Given instruction: All of the records below should be output exactly.

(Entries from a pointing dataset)
## Start

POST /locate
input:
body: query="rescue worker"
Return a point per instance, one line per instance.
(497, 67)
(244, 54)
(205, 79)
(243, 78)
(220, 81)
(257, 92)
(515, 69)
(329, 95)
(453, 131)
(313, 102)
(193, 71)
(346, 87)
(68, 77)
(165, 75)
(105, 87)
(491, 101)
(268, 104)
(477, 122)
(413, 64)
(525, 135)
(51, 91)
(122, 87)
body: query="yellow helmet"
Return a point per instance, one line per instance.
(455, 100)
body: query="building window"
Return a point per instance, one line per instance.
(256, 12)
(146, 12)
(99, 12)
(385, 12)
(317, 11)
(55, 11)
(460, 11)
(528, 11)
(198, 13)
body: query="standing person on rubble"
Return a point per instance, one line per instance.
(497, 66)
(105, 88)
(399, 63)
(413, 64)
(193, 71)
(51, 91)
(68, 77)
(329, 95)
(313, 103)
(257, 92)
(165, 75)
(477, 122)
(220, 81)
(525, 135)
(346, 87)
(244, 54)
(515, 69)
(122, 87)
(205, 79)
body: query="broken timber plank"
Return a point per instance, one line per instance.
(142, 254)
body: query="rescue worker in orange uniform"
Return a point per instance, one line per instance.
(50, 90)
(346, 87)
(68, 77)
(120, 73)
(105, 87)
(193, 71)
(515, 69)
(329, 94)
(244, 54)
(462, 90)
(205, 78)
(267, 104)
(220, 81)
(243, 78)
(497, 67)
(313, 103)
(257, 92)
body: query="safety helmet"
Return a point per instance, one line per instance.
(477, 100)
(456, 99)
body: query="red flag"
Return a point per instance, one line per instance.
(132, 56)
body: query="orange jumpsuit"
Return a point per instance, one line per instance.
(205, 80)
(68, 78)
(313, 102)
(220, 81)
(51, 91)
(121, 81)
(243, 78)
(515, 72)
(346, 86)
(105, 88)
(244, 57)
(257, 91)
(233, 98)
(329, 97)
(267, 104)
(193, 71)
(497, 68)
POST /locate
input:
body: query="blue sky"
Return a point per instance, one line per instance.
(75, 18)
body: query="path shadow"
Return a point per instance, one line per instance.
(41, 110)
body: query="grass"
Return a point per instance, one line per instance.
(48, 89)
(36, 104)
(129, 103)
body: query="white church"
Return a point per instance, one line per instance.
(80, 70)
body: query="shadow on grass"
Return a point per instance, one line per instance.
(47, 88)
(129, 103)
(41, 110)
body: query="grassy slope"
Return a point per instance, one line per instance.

## End

Solution below:
POST /locate
input:
body: query="rescue worker"
Return a point per instance, one line per instance.
(497, 67)
(244, 54)
(205, 79)
(243, 78)
(220, 81)
(257, 92)
(515, 69)
(329, 95)
(453, 131)
(313, 102)
(193, 71)
(346, 87)
(68, 77)
(165, 75)
(105, 87)
(491, 101)
(268, 104)
(477, 122)
(413, 64)
(525, 135)
(51, 91)
(122, 87)
body: query="yellow helmet"
Return a point per instance, one line per instance.
(455, 100)
body: query="building window"
Return a point per instance, one line per instance.
(256, 12)
(146, 12)
(99, 12)
(385, 12)
(317, 11)
(55, 11)
(460, 11)
(528, 11)
(198, 13)
body: query="standing person on rubble"
Return a point per instance, one line per instance.
(497, 66)
(105, 88)
(399, 63)
(413, 64)
(193, 71)
(51, 91)
(68, 77)
(329, 95)
(313, 103)
(257, 92)
(165, 75)
(477, 122)
(220, 81)
(525, 135)
(346, 87)
(244, 54)
(515, 69)
(122, 87)
(205, 79)
body: query="broken timber plank"
Return a point per instance, one line per instance.
(142, 254)
body: query="rescue worker in orange uniform"
Return a point per instance, one line per instance.
(50, 90)
(346, 87)
(68, 77)
(120, 73)
(105, 87)
(193, 71)
(515, 69)
(329, 94)
(244, 54)
(462, 90)
(205, 78)
(267, 104)
(220, 81)
(243, 78)
(497, 67)
(313, 103)
(257, 92)
body: query="safety helmet"
Return a point per instance, one line per instance.
(477, 100)
(456, 99)
body: query="red flag"
Return a point per instance, one line per instance.
(132, 56)
body: query="orange jumpsuit"
Return a point per instance, one line per instance.
(205, 80)
(68, 78)
(313, 102)
(220, 81)
(51, 91)
(121, 81)
(243, 78)
(515, 72)
(346, 86)
(105, 88)
(244, 57)
(257, 91)
(233, 98)
(329, 97)
(267, 104)
(193, 71)
(497, 68)
POST /locate
input:
body: query="blue sky"
Return a point per instance, one line per instance.
(75, 18)
body: query="path shadow"
Return a point per instance, one line per instance.
(41, 110)
body: query="grass"
Return a point per instance, one line per instance.
(48, 89)
(36, 104)
(129, 103)
body: query="white church"
Return a point per instance, one line per instance.
(80, 70)
body: query="shadow on grass"
Return a point per instance, one line per instance.
(47, 88)
(129, 103)
(41, 110)
body: query="grassy slope"
Return a point per instance, one line per instance.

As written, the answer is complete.